* _PAGE EXCERPT_
----
Editorialist: Bhuvnesh Jain




Dynamic Programming


You are given a list of $N$ dragons each having some power $A[i]$. There is a prince with power $W$. The princess decides to sit at position $x, 1 <= x <= N$. The prince starts from any position towards the princess and loses power equal to $A[i]$ when he is at index $i$. If dies at any moment are power becomes non-positive. She wants to arrange the dragons in such a way such that the number of positions from which prince dies before reaching her is maximised. She want to calculate this value for all $x, 1 <= x <= N$.


The first to note is that we would always like to place stronger dragons close to the princess as it will increase the number of positions from which prince would die. This equivalently means, we would like to have the minimum number of dragons such that their sum of powers exceeds $W$. For this, we have two conditions, either we place dragons on both sides such that their sum of powers exceeds $W$, meaning there are places on both sides such that the princess will die. In another case, we place dragons on one side only such that their sum of powers exceeds $W$ so that princess doesn't die from one side but dies from some places on another side.

The other thing to note is that the largest dragon will always stay at the place the princess is staying. This is consistent with the fact that the princess wants stronger dragons to stay close to her so that prince dies from the maximum number of starting positions. So, when considering dragons to be placed on both sides to defeat the prince, this dragon will be counted twice and this needs to be taken care in implementation.

Now, in both cases we have the following reduced problems:

  1. For one side case, we need to find the minimum number of dragons such that the sum of their powers is greater than or equal to $W$.
----
Location identification entries:
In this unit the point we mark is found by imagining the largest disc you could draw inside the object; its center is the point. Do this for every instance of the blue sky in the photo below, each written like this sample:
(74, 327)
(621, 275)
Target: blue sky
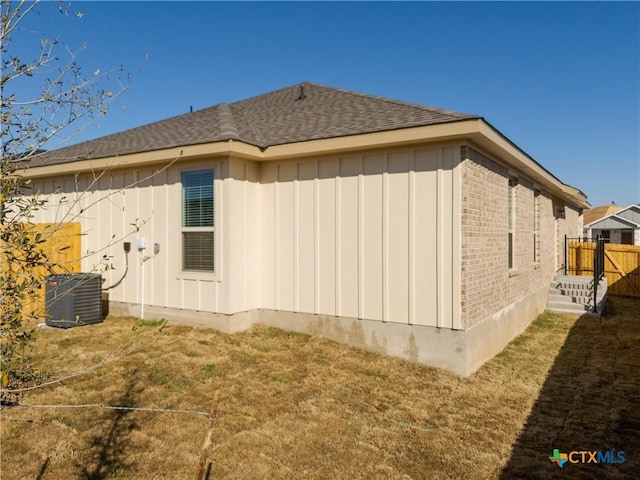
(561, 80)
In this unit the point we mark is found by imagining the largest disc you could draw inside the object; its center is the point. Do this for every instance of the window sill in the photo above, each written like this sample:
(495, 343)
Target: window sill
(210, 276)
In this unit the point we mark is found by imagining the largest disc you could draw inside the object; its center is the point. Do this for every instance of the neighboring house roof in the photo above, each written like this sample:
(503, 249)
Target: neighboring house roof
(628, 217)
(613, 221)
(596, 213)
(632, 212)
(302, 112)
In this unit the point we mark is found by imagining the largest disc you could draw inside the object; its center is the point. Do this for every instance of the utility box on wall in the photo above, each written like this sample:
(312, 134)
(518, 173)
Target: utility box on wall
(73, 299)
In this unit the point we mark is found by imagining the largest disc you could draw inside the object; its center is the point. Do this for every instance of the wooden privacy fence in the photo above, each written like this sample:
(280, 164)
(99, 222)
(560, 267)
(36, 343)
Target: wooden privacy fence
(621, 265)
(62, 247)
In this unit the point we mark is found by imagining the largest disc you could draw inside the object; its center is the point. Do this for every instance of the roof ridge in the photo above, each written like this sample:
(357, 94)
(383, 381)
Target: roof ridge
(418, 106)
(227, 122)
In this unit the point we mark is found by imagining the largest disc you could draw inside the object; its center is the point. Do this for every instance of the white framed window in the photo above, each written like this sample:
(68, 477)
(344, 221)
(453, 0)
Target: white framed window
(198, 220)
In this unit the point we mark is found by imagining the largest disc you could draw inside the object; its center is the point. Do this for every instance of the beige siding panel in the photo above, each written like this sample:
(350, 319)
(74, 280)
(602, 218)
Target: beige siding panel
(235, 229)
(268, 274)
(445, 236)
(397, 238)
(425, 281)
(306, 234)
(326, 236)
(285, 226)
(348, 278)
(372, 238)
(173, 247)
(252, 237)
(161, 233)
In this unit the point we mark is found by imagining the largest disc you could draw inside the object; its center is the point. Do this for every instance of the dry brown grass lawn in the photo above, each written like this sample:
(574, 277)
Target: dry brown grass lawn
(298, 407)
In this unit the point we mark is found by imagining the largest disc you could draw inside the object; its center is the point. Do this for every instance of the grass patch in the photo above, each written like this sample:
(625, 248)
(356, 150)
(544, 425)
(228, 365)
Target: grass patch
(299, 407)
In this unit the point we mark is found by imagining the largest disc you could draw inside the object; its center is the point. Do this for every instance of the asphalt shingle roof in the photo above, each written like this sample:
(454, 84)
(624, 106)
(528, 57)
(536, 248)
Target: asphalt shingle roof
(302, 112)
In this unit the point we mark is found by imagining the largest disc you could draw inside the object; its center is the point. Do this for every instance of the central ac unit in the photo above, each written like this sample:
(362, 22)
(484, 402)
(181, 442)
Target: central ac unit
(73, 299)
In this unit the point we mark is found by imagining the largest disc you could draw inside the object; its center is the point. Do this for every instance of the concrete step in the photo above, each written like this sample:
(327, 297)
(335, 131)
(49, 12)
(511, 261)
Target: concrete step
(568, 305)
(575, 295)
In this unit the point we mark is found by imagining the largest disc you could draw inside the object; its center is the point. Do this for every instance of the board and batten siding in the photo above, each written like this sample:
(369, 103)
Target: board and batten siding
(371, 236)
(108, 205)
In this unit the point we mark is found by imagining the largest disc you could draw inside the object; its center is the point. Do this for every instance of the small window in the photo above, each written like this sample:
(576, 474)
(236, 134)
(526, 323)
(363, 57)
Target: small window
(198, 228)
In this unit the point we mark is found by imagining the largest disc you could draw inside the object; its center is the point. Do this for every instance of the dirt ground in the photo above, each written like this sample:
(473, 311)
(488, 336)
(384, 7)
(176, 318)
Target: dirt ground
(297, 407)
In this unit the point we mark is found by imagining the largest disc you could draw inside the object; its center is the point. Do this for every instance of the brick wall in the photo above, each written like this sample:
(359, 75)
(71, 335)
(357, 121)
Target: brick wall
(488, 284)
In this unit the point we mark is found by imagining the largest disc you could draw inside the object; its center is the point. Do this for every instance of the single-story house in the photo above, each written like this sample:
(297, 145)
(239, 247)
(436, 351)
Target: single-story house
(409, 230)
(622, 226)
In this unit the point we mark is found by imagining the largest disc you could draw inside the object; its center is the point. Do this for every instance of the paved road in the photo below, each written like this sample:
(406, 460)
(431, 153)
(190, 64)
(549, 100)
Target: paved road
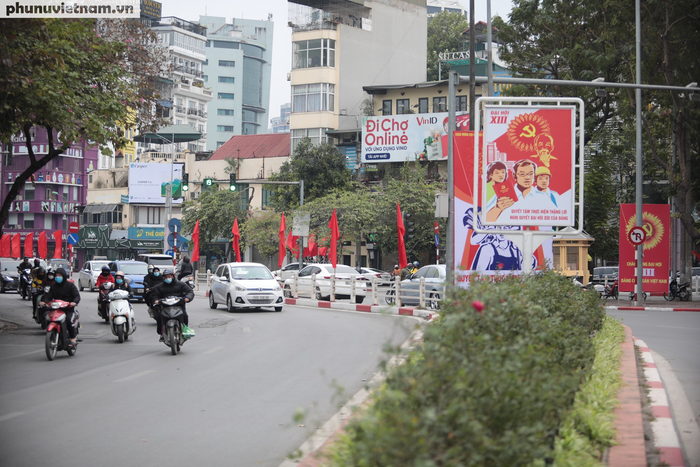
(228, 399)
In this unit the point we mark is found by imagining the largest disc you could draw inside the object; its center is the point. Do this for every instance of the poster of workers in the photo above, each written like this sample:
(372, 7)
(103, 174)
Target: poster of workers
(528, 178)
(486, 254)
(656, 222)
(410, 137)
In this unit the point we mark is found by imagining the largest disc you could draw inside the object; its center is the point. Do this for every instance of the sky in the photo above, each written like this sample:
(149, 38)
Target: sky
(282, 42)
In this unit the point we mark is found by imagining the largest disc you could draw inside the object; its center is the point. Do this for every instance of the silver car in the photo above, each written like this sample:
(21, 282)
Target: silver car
----
* _REQUIRED WORK_
1) According to the page excerpt on the dragons and the princess, where does the largest dragon always stay?
2) In the entries, substitute "section" for "unit" from the line with "instance of the sky" up to and including the final line of the entries, and write out those lines.
The page excerpt and the entries were taken from separate sources.

* _SOLUTIONS IN ORDER_
1) At the place where the princess is staying.

2)
In this section the point we mark is found by imagining the largest disc you could draw inside the object; its center is the point. Do this for every instance of the sky in the photo above, each written like this sample:
(149, 38)
Target: sky
(282, 42)
In this section the point we mark is found by imagining the largest disc you could draw inside the object; its center is the point. Do this for every instance of the silver car in the photo above, each written like this sample:
(21, 282)
Target: silver car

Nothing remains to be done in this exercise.